[How to complete this task] Each record should be given back exactly, with none missing.

[Data items]

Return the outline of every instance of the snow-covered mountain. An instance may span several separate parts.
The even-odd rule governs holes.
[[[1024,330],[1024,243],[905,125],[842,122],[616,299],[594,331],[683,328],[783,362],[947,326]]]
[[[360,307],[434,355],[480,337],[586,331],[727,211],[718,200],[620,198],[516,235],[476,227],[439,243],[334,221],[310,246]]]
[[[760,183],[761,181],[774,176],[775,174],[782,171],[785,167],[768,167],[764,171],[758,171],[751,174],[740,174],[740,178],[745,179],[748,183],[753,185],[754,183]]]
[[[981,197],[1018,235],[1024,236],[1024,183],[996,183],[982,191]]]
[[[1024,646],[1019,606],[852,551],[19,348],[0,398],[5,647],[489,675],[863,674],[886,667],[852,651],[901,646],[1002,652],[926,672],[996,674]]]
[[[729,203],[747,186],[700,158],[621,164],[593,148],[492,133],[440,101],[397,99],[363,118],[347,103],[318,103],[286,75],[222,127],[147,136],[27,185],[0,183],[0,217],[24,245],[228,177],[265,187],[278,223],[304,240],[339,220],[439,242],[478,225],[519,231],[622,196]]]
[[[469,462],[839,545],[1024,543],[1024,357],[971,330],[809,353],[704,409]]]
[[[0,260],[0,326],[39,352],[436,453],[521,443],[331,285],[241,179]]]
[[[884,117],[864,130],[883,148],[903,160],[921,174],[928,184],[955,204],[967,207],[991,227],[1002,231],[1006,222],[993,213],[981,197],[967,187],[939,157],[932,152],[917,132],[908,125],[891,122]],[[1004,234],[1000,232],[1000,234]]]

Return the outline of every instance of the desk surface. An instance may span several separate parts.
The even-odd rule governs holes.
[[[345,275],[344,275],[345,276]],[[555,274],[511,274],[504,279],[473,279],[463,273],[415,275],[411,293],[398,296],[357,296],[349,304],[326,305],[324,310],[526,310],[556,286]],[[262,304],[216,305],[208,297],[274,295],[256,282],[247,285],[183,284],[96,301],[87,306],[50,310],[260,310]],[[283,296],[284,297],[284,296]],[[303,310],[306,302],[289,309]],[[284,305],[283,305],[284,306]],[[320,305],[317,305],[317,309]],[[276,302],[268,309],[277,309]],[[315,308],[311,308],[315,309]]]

[Solved problem]
Return the outline of every instance of the snow-covered mountain. An instance may span several separate parts.
The even-odd rule governs holes.
[[[1024,330],[1024,243],[905,125],[842,122],[616,299],[594,331],[683,328],[783,362],[947,326]]]
[[[360,307],[434,355],[480,337],[586,331],[727,211],[718,200],[620,198],[516,235],[476,227],[439,243],[334,221],[310,246]]]
[[[760,183],[761,181],[774,176],[775,174],[782,171],[785,167],[768,167],[764,171],[758,171],[751,174],[740,174],[740,178],[745,179],[748,183],[753,185],[754,183]]]
[[[981,197],[1018,235],[1024,236],[1024,183],[996,183],[982,191]]]
[[[1024,646],[1019,606],[852,551],[19,348],[0,398],[5,647],[489,675],[863,674],[886,667],[852,651],[901,646],[1002,652],[926,672],[996,674]]]
[[[729,203],[747,186],[700,158],[621,164],[593,148],[492,133],[440,101],[397,99],[363,118],[347,103],[318,103],[286,75],[222,127],[147,136],[27,185],[0,183],[0,217],[24,245],[228,177],[265,187],[278,223],[304,240],[339,220],[439,242],[478,225],[519,231],[622,196]]]
[[[469,462],[839,545],[1024,543],[1024,357],[971,330],[809,353],[704,409]]]
[[[0,260],[0,326],[39,352],[436,453],[521,443],[331,285],[241,179]]]
[[[884,117],[864,130],[883,148],[903,160],[921,174],[928,184],[955,204],[967,207],[991,227],[1002,231],[1006,222],[993,213],[981,197],[967,187],[939,157],[932,152],[917,132],[908,125],[891,122]],[[1004,234],[1000,232],[1000,234]]]

Return the outline of every instance of the desk surface. An instance may span several separate parts.
The even-odd rule governs holes.
[[[345,275],[344,275],[345,276]],[[555,274],[511,274],[504,279],[473,279],[463,273],[415,275],[411,293],[398,296],[357,296],[349,304],[326,305],[324,310],[526,310],[556,286]],[[262,304],[216,305],[208,297],[274,295],[256,282],[247,285],[183,284],[96,301],[87,306],[50,310],[260,310]],[[283,296],[284,297],[284,296]],[[303,310],[306,302],[289,309]],[[284,305],[283,305],[284,306]],[[320,305],[317,305],[317,309]],[[276,302],[268,309],[277,309]],[[315,308],[311,308],[315,309]]]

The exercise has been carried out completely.